ПРИВЕДЁННЫЙ ТЕКСТ
---------------
История первая: в «Маятнике Фуко» юный Казобон любит бразильянку по имени Ампаро. Представьте, Джозуэ Муска увидел в имени девушки связь с физиком Андре-Мари Ампером, исследовавшим магнитные взаимодействия между электрическими полями. Слишком сложно. Я не знаю, почему назвал возлюбленную Казобона именно так. Позднее я понял, что имя-то совсем не бразильское, и дописал (см. гл. 23): «Никогда я не мог понять, откуда у этой потомицы голландцев, причаливших в Ресифи и перемешавших свою кровь с индейцами и с суданскими неграми, с ее ямайским лицом, с ее парижской культурой, взялось испанское имя». Другими словами, я выбрал имя «Ампаро», как если бы оно пришло ко мне откуда-то извне.
Через несколько месяцев после того, как книга увидела свет, один из моих друзей спросил:
«А почему именно "Ампаро"? Разве это не название горы? Или имя девушки, смотрящей на гору?» И затем пояснил: «Есть такая песня, "Гуантанамера", и где-то в ней, кажется, присутствует "Ампаро"». О господи! Ну конечно, я прекрасно знал эту песню, хоть не помнил из нее ни единого слова! В середине 1950-х ее пела прекрасная латиноамериканка, в которую я тогда был влюблен. Она не была ни бразильянкой, ни марксисткой, ни негритянкой, ни истеричкой, как Ампаро из моего романа, однако совершенно ясно, что, сочиняя очаровательную латиноамериканку, я подсознательно разбередил в душе образ, хранившийся там со времен юности, когда мне было столько же лет, сколько Казобону. Я вспомнил песню, и каким-то таинственным образом имя «Ампаро», совершенно мною позабытое, перекочевало из моего подсознания на бумагу. Эта история абсолютно иррелевантна с точки зрения интерпретации моего романа. В том, что касается текста, Ампаро есть Ампаро есть Ампаро есть Ампаро.
---------------
СОХРАНЁННЫЕ ДАННЫЕ
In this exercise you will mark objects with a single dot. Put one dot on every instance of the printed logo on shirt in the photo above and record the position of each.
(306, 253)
---------------
ВЫПОЛНИТЕ ЗАДАНИЕ
Выпишите без изменений фрагмент текста об имени «Ампаро» от слов «История первая: в» до слов «мне откуда-то извне.» включительно. Данные представляют собой отдельный материал, не связанный с текстом.

ОТВЕТ
История первая: в «Маятнике Фуко» юный Казобон любит бразильянку по имени Ампаро. Представьте, Джозуэ Муска увидел в имени девушки связь с физиком Андре-Мари Ампером, исследовавшим магнитные взаимодействия между электрическими полями. Слишком сложно. Я не знаю, почему назвал возлюбленную Казобона именно так. Позднее я понял, что имя-то совсем не бразильское, и дописал (см. гл. 23): «Никогда я не мог понять, откуда у этой потомицы голландцев, причаливших в Ресифи и перемешавших свою кровь с индейцами и с суданскими неграми, с ее ямайским лицом, с ее парижской культурой, взялось испанское имя». Другими словами, я выбрал имя «Ампаро», как если бы оно пришло ко мне откуда-то извне.